*** DATA EXTRACT ***
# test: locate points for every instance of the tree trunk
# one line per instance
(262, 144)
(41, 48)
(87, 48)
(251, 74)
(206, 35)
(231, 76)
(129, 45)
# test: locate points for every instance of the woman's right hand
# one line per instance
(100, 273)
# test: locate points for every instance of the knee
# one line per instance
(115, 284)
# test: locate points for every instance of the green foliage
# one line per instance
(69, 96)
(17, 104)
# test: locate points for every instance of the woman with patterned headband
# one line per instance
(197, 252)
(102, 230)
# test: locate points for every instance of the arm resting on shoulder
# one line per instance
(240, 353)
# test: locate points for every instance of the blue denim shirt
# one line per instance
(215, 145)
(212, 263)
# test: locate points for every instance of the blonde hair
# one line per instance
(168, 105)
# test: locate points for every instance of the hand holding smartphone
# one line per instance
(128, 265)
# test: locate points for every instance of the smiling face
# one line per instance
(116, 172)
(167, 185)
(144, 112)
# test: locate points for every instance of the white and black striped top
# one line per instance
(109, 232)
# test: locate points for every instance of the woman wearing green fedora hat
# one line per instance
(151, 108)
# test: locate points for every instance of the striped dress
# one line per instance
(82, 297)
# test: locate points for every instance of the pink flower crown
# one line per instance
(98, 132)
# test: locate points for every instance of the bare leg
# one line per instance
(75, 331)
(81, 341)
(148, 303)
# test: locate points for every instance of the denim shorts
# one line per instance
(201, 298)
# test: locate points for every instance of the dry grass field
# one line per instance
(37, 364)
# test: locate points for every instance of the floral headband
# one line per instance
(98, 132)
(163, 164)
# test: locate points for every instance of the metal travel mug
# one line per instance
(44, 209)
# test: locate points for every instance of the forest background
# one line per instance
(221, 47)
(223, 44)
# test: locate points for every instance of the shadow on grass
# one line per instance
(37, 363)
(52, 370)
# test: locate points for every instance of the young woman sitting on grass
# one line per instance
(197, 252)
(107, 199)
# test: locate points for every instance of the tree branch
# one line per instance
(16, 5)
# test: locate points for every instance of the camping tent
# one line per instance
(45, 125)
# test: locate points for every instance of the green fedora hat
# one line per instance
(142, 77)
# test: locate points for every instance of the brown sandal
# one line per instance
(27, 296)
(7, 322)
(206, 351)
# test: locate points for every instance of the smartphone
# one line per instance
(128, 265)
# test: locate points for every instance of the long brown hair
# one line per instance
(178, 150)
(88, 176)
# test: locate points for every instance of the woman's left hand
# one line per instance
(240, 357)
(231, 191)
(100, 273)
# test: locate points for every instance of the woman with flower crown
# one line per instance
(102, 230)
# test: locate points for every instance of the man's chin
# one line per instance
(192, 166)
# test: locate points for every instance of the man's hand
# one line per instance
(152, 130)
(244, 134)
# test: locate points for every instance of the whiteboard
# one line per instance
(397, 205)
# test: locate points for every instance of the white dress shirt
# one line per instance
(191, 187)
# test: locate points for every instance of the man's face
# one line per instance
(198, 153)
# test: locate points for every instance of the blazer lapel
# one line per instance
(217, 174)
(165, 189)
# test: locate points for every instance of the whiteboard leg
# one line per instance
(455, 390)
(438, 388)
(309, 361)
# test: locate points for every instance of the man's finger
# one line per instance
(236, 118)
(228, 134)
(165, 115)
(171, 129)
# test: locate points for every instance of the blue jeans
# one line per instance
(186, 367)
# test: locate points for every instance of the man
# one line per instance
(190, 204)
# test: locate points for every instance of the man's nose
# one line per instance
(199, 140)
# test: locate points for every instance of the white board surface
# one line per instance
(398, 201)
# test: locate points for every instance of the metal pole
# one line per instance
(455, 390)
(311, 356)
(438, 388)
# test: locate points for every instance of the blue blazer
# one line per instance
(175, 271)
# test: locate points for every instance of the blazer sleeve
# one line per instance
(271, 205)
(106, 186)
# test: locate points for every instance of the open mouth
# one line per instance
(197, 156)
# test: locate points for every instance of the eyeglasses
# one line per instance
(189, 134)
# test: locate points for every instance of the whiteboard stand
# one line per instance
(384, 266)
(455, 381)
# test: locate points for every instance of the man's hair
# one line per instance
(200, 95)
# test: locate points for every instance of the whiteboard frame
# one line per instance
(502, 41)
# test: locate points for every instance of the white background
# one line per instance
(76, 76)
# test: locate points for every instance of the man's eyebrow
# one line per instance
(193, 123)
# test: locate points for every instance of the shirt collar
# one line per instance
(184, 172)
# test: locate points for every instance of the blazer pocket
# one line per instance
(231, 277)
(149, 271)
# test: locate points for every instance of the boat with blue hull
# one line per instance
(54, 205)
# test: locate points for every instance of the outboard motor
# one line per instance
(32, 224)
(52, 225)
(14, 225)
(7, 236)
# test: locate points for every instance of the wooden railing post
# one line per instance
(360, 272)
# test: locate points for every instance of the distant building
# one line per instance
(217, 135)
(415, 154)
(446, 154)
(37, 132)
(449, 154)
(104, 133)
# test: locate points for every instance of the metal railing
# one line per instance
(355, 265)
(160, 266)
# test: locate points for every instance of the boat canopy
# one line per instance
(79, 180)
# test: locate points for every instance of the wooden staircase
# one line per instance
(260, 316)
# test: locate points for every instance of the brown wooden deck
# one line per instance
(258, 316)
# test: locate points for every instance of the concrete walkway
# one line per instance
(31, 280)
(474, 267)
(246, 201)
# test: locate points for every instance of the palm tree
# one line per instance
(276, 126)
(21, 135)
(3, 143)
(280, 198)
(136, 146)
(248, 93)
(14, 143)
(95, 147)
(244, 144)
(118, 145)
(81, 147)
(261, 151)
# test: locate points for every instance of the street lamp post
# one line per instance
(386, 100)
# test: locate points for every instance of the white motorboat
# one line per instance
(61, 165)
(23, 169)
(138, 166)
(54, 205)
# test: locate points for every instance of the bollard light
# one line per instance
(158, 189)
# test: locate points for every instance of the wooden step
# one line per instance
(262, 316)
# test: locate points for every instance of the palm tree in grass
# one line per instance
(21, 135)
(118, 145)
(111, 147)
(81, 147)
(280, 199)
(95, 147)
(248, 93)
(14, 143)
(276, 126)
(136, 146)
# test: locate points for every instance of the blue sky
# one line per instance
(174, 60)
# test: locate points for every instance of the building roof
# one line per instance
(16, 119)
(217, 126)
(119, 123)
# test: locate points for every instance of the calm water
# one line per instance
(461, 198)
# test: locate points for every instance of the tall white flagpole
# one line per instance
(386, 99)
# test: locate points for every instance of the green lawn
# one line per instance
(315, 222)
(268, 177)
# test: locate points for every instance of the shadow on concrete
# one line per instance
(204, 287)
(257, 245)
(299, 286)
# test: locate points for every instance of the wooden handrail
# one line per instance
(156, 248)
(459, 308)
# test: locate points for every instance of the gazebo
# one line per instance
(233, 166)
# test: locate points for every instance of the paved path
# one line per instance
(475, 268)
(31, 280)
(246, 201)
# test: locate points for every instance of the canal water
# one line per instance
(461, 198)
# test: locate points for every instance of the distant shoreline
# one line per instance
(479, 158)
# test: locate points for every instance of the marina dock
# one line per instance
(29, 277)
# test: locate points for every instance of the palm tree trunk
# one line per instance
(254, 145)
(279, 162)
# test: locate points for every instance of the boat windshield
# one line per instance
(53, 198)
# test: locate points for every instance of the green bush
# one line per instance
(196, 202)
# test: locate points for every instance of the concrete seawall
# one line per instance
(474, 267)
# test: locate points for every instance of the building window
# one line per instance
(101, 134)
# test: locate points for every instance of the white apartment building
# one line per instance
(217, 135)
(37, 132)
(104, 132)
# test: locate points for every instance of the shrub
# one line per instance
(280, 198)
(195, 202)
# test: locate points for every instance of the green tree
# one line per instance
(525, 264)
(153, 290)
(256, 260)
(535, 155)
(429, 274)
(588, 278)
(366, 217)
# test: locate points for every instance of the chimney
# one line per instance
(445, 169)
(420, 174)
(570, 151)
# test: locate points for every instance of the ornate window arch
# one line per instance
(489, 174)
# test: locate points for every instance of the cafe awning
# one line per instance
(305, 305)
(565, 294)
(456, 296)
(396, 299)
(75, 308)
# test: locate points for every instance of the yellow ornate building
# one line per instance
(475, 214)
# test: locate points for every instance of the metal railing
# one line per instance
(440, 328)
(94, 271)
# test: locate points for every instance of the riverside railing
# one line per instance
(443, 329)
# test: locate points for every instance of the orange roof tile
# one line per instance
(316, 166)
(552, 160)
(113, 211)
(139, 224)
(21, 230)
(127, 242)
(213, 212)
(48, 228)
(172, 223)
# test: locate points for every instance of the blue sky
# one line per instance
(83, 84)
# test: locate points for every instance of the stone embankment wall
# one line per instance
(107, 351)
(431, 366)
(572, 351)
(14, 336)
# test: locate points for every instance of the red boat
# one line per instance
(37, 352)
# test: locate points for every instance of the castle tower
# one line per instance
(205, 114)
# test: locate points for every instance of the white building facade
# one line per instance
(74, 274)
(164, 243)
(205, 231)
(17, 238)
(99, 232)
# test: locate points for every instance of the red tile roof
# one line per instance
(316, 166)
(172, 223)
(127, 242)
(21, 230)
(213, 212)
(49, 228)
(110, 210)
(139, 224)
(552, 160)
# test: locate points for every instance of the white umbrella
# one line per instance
*** End of DATA EXTRACT ***
Those lines of the records that contain the string "tile" should be identified and copied.

# test: locate points for every instance of the orange roof tile
# test: locate points for every instance of the red tile roof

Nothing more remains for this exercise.